Problem
Beginning with the line that holds "boy's brown hair.", set down each line of the data below through the very last, exactly as given, and nothing beyond that.

=-=-=

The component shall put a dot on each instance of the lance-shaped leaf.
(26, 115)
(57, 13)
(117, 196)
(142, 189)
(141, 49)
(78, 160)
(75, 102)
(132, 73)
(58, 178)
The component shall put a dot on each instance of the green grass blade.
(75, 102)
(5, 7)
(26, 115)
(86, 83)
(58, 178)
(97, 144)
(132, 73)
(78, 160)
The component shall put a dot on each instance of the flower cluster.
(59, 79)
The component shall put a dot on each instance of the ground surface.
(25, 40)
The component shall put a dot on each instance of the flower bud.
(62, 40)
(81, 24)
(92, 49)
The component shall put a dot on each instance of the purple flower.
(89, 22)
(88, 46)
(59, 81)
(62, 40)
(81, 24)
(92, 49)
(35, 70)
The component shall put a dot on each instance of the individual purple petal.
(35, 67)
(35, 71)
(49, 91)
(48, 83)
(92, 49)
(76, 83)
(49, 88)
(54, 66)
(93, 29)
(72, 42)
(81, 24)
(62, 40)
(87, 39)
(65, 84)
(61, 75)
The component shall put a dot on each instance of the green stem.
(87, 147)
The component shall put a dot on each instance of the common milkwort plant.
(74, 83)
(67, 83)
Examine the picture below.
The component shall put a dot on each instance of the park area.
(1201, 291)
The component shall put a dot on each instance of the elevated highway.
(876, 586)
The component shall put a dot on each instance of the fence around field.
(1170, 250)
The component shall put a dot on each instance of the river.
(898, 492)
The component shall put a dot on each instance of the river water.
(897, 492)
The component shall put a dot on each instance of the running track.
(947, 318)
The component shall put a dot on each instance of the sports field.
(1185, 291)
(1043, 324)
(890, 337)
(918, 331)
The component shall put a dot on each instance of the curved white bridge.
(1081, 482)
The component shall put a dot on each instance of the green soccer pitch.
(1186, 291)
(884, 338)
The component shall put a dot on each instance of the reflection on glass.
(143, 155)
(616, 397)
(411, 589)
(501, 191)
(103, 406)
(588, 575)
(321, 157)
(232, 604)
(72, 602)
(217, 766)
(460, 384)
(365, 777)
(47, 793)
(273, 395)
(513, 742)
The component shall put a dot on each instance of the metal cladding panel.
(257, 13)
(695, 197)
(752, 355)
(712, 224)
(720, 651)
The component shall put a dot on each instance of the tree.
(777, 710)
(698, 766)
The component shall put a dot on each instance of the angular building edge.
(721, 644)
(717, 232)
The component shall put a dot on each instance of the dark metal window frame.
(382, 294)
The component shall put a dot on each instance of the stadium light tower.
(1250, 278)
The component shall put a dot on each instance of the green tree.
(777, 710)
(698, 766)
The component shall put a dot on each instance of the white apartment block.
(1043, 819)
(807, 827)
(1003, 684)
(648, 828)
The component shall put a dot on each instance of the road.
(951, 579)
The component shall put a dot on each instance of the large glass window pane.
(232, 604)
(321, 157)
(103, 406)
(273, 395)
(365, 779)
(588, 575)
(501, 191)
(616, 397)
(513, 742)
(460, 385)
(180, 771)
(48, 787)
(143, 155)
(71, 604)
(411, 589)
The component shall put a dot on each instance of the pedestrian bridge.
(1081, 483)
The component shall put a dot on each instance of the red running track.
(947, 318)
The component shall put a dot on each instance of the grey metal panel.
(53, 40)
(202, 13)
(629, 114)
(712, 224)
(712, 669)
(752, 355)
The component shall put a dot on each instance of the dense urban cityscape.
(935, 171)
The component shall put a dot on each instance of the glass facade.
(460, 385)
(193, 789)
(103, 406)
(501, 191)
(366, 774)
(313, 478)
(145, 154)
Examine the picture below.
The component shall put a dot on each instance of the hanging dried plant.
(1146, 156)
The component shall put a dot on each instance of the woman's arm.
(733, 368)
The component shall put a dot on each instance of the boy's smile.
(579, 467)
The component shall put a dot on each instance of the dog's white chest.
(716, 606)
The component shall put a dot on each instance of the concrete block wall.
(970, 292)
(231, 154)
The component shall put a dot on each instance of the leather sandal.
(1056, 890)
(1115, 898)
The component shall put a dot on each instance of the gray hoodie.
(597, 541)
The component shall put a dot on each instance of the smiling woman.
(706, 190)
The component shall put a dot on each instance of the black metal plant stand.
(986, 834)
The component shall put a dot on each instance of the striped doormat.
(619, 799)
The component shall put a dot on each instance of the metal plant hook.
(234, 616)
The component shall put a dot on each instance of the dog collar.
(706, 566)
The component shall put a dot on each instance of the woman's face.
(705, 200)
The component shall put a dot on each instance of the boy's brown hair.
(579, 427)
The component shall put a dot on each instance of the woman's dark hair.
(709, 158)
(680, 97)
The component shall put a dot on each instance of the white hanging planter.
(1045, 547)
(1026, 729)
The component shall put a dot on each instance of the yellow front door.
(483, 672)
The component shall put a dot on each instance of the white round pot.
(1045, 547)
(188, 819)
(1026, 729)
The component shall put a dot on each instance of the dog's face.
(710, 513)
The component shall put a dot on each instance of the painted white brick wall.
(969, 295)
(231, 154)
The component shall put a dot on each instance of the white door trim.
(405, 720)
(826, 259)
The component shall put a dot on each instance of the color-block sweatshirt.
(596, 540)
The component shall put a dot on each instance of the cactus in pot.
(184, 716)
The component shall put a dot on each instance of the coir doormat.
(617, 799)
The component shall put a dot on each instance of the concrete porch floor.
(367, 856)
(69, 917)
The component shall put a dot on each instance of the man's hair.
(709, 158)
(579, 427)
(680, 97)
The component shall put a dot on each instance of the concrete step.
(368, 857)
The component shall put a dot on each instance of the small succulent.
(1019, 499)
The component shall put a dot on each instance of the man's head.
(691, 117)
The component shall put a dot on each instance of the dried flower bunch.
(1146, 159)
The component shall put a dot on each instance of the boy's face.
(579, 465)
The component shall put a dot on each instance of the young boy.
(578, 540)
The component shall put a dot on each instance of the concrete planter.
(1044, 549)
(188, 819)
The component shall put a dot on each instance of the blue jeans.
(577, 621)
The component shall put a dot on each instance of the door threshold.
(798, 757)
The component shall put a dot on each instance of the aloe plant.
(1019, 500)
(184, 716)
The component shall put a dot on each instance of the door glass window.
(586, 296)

=-=-=

Answer to the exercise
The component shall put a dot on each instance of the boy's brown hair.
(579, 427)
The component shall put a dot on each instance of the woman's dark hair.
(709, 158)
(680, 97)
The component shall put a dot on each instance of the white hanging planter.
(1045, 547)
(1026, 729)
The component shall put a dot on each instance of the yellow front door.
(483, 672)
The component shall put a dot on each instance of the white round pot.
(1045, 547)
(188, 819)
(1026, 729)
The component shall put a dot on each instance of the dog's face.
(710, 513)
The component shall put a dot on each instance of the painted white brick wall.
(969, 295)
(231, 154)
The component shall put a dot on each instance of the white door trim.
(405, 720)
(826, 259)
The component shall put a dot on each instance of the color-block sweatshirt.
(596, 540)
The component shall put a dot on each instance of the cactus in pot.
(184, 716)
The component shall put a dot on each instance of the coir doormat.
(617, 799)
The component shall put a dot on each instance of the concrete porch floor.
(367, 856)
(69, 917)
The component shall put a dot on each instance of the man's hair.
(709, 158)
(579, 427)
(680, 97)
The component shall put a dot on each instance of the concrete step.
(368, 857)
The component shall put a dot on each instance of the small succulent.
(1019, 499)
The component shall put a dot on each instance of the man's head.
(691, 117)
The component shall put a dot on each instance of the dried flower bunch.
(1146, 159)
The component shall put a dot on each instance of the boy's face.
(579, 465)
The component shall put a dot on each instance of the young boy.
(578, 540)
The component shall put a dot on each instance of the concrete planter.
(1044, 549)
(188, 819)
The component shall put a dot on each instance of the blue jeans.
(577, 621)
The component shall put a dot on each instance of the door threshold.
(798, 757)
The component shall put a dot on each instance of the aloe plant.
(1019, 500)
(184, 716)
The component shall put a dot on each instance of the door glass window.
(586, 296)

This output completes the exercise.